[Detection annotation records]
^^^^
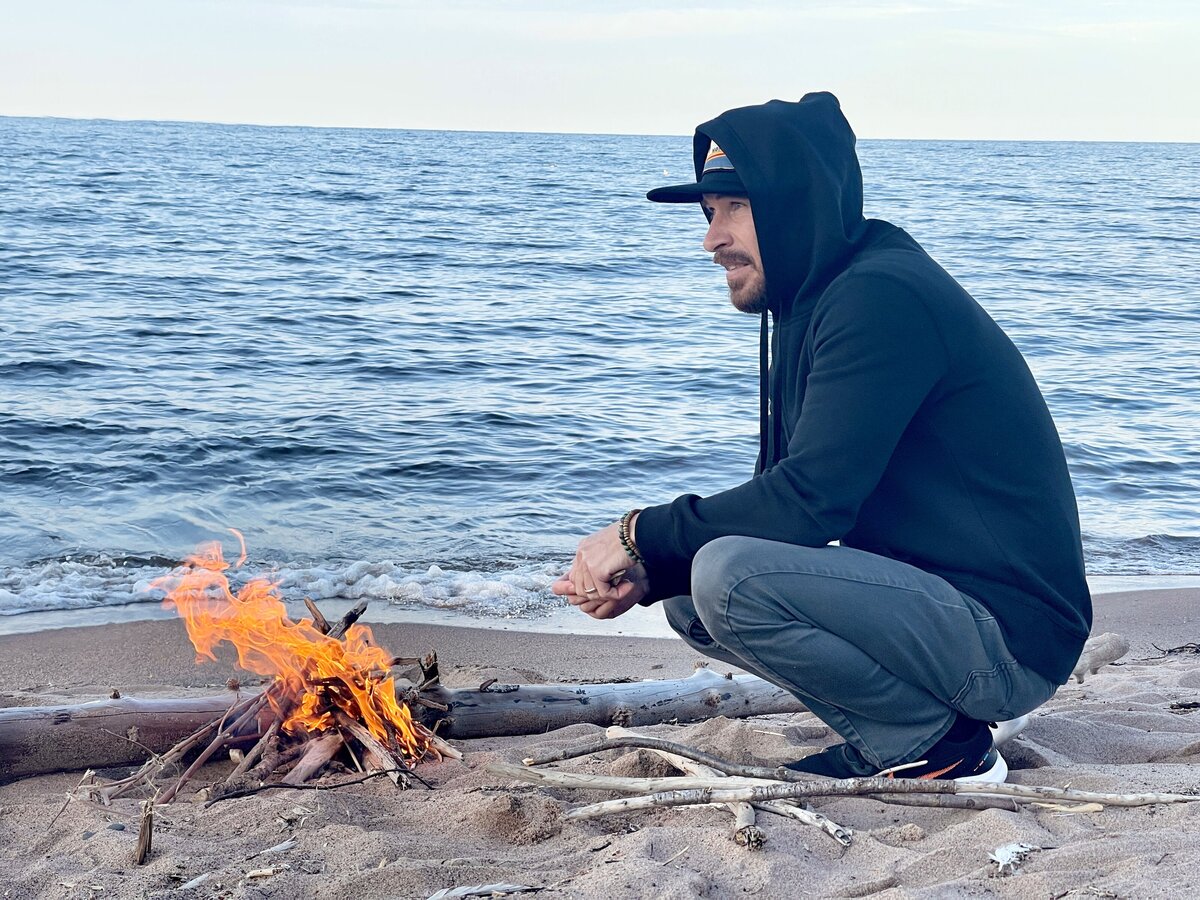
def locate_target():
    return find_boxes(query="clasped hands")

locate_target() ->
[550,522,650,619]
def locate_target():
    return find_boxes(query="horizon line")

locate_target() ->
[0,113,1200,145]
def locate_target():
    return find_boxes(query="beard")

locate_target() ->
[713,250,767,316]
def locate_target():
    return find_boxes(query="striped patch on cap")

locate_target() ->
[701,144,733,178]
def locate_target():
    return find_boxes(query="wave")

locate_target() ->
[0,553,563,619]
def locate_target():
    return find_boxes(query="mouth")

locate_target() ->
[713,253,754,280]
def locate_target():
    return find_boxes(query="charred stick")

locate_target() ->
[133,800,154,865]
[158,691,268,804]
[334,709,408,787]
[226,719,280,785]
[329,600,367,641]
[304,596,329,635]
[283,731,342,785]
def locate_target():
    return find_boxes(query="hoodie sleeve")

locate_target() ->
[636,275,948,602]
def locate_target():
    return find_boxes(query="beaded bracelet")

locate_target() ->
[617,509,646,565]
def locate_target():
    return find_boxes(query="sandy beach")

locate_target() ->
[0,589,1200,898]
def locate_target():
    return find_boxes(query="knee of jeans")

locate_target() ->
[691,535,745,622]
[662,596,713,650]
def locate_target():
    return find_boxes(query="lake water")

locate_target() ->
[0,118,1200,630]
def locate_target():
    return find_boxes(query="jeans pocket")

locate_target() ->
[950,660,1020,722]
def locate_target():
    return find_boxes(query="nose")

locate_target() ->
[704,210,730,253]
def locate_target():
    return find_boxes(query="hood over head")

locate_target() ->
[648,91,866,316]
[647,91,869,473]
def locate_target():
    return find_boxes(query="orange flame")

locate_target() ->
[154,529,428,760]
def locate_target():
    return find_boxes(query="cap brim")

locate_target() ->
[646,182,709,203]
[646,169,746,203]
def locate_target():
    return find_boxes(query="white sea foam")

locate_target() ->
[0,554,562,618]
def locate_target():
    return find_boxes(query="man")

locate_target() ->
[553,94,1091,781]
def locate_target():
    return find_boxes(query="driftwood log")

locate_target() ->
[0,668,804,784]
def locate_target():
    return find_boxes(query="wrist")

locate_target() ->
[617,509,646,565]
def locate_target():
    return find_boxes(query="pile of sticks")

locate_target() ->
[487,727,1200,848]
[88,600,462,804]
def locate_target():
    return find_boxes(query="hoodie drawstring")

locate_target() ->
[758,310,770,475]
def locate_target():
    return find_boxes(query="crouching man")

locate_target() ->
[553,94,1091,781]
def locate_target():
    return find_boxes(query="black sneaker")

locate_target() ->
[785,716,1008,784]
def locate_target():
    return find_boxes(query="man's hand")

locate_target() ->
[551,522,649,619]
[550,565,650,619]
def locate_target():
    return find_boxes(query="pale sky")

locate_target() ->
[0,0,1200,140]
^^^^
Pull out every line of the items above without changing any of it, and leave the pictures out of your answer.

■ **Task result**
def locate_target():
    return find_boxes(query="clasped hands")

locate_target() ->
[550,522,650,619]
def locate_target():
    return find_boxes(query="horizon line")

locate_target() ->
[0,113,1200,145]
def locate_target():
    return find_boxes(query="beard")

locate_target() ->
[713,250,767,316]
def locate_target():
    return find_boxes(query="striped patch on cap")

locate_target() ->
[701,144,733,178]
def locate_target():
    return find_boxes(query="wave")

locate_target() ->
[0,553,563,619]
def locate_target():
    return find_boxes(query="mouth")

locate_target() ->
[713,253,754,280]
def locate_target():
    return find_boxes(query="charred stick")

locate_target() ->
[133,800,154,865]
[158,691,268,804]
[334,709,408,787]
[226,719,280,785]
[329,600,367,641]
[304,596,329,635]
[283,731,342,785]
def locate_target():
    return find_boxes(query="hoodie sleeve")

locate_target() ->
[636,275,948,602]
def locate_target():
    return find_boxes(query="beaded bracelet")

locate_target() ->
[617,509,646,565]
def locate_target():
    return find_boxes(query="sandy beach")

locate_target() ->
[0,589,1200,898]
def locate_target():
    return find_boxes(query="knee of jeans")

locate_target() ->
[691,535,745,622]
[662,596,713,650]
def locate_target():
    return find_boxes(query="lake water")

locate_target() ->
[0,118,1200,630]
def locate_target():
    return find_boxes(query="jeans pocket")

locate_target() ->
[950,660,1020,722]
def locate_target():
    return find_boxes(query="nose")

locate_target() ->
[704,210,730,253]
def locate_target():
    return find_boxes(query="hood over head")

locate_target() ->
[648,91,866,316]
[647,91,869,473]
def locate_target():
    return find_boxes(query="orange flame")

locate_target() ->
[154,529,428,760]
def locate_target():
    return find_boxes(query="cap brim")

locate_target() ->
[646,182,709,203]
[646,169,746,203]
def locate_target():
    return find_boxes(query="white sea foam")

locate_target() ->
[0,554,562,618]
def locate_target():
    return find_boxes(query="man")

locate_target() ->
[553,94,1091,781]
def locate_target():
    return find_boxes(query="driftwood log")

locate_target() ->
[0,668,804,784]
def locate_target():
    return find_boxes(query="wrist")

locate_target() ->
[617,509,646,565]
def locate_target():
    return find_boxes(query="pile of sticks")

locate_target() ->
[487,727,1200,848]
[88,600,462,804]
def locate_target():
    return find_boxes(query="hoodie drawstring")

locate_target() ->
[758,310,770,475]
def locate_target():
    return find_boxes(query="crouching man")

locate_target() ->
[553,94,1091,781]
def locate_target():
    return find_boxes(query="black sneaker")

locate_target() ->
[785,716,1008,784]
def locate_target():
    return find_boxes(query="man's hand")

locate_target() ->
[551,522,649,619]
[550,565,650,619]
def locate_target():
    return find_boxes(query="pale sky")

locate_target() ->
[0,0,1200,140]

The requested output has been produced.